**Provided records**
** BEGIN **

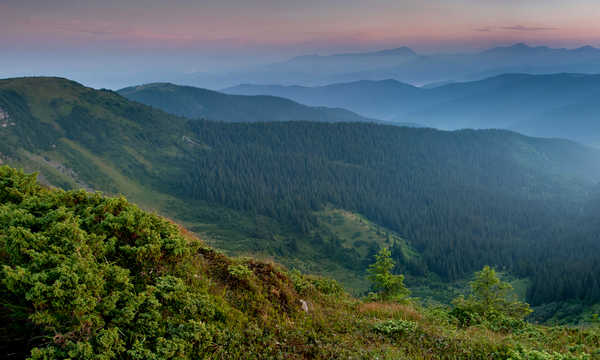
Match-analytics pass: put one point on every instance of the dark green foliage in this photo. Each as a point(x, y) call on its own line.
point(490, 300)
point(388, 287)
point(97, 278)
point(90, 277)
point(460, 199)
point(196, 103)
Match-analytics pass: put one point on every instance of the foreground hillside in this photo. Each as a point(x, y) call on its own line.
point(90, 277)
point(325, 197)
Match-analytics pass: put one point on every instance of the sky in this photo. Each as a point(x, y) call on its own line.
point(101, 39)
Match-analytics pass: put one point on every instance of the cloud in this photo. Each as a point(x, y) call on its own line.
point(527, 28)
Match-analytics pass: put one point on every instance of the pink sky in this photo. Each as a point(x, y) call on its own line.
point(71, 36)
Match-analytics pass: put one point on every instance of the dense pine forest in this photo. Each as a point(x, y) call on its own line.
point(86, 276)
point(445, 203)
point(459, 208)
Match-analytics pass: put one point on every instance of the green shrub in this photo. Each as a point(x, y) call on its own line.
point(240, 272)
point(396, 327)
point(388, 286)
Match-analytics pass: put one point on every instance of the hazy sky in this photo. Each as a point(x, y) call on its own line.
point(74, 36)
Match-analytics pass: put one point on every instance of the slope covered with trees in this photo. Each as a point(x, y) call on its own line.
point(197, 103)
point(90, 277)
point(445, 203)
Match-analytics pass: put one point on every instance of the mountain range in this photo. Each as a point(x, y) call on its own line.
point(405, 65)
point(325, 197)
point(554, 105)
point(195, 103)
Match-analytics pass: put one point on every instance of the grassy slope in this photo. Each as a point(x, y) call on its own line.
point(250, 309)
point(121, 147)
point(66, 159)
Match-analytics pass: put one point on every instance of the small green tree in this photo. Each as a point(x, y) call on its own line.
point(491, 296)
point(388, 286)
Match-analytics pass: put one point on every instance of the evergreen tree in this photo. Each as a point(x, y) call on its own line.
point(388, 286)
point(491, 296)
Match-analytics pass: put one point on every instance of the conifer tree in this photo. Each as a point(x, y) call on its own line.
point(388, 286)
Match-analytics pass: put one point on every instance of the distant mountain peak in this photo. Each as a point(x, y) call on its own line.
point(399, 51)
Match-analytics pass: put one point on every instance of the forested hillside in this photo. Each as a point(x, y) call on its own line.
point(554, 105)
point(85, 276)
point(446, 203)
point(197, 103)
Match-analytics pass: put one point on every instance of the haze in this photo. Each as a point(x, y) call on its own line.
point(117, 43)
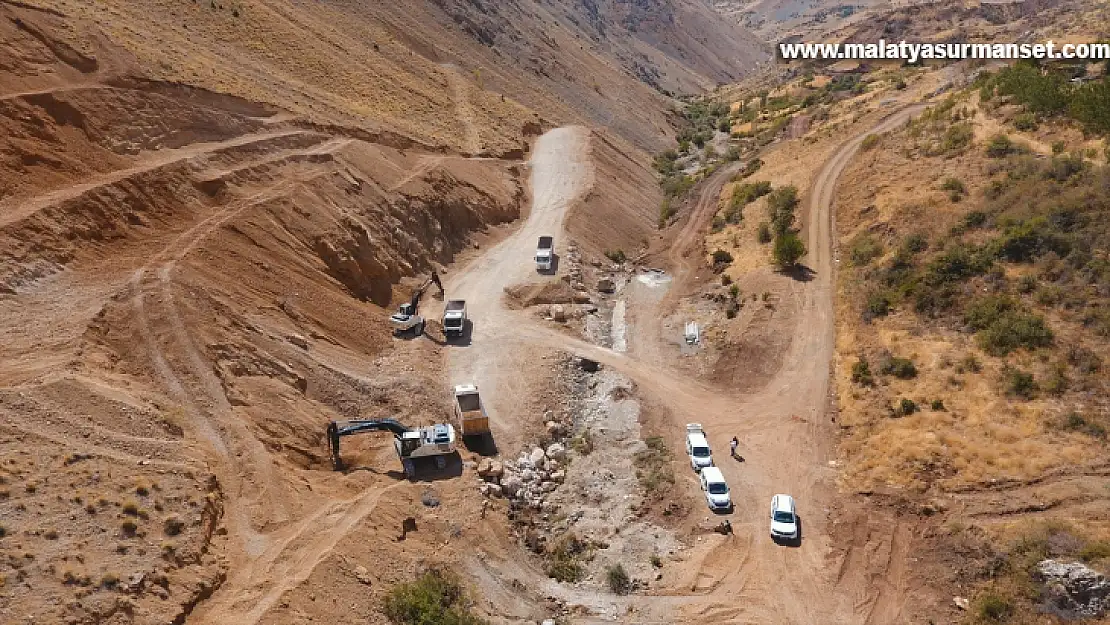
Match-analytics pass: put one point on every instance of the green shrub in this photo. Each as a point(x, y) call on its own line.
point(864, 249)
point(565, 558)
point(1029, 240)
point(436, 596)
point(915, 243)
point(1056, 384)
point(957, 138)
point(1025, 122)
point(788, 250)
point(619, 583)
point(780, 205)
point(722, 258)
point(906, 407)
point(878, 304)
point(954, 184)
point(1019, 383)
point(981, 313)
point(750, 169)
point(1001, 145)
point(764, 233)
point(666, 211)
point(956, 264)
point(1012, 331)
point(994, 607)
point(861, 373)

** END **

**Aim of the exercise**
Please copy out the lines of the material above word for word, from the line holding "of the grassy" through the line holding "point(399, 51)", including both of those lines.

**Final answer**
Match-analytics pass: put one point on every instance of the grassy slope in this photo. Each as a point(x, y) call on its own line.
point(250, 309)
point(121, 147)
point(66, 159)
Match-analytics pass: put one point on every instance of the small green tree in this photo. Each as a point(x, y) call on its own line.
point(491, 296)
point(388, 286)
Match-analytics pass: put one point on every instance of the evergreen tree in this photo. Each as a point(x, y) call on its own line.
point(388, 286)
point(491, 296)
Match-analytics pass: put one point on every instance of the conifer tree in this photo. Each as a point(x, y) call on its own line.
point(388, 286)
Match-analytics pass: put one point on every instance of the distant mountain peak in this photo. Each as a point(x, y) call on its own line.
point(399, 51)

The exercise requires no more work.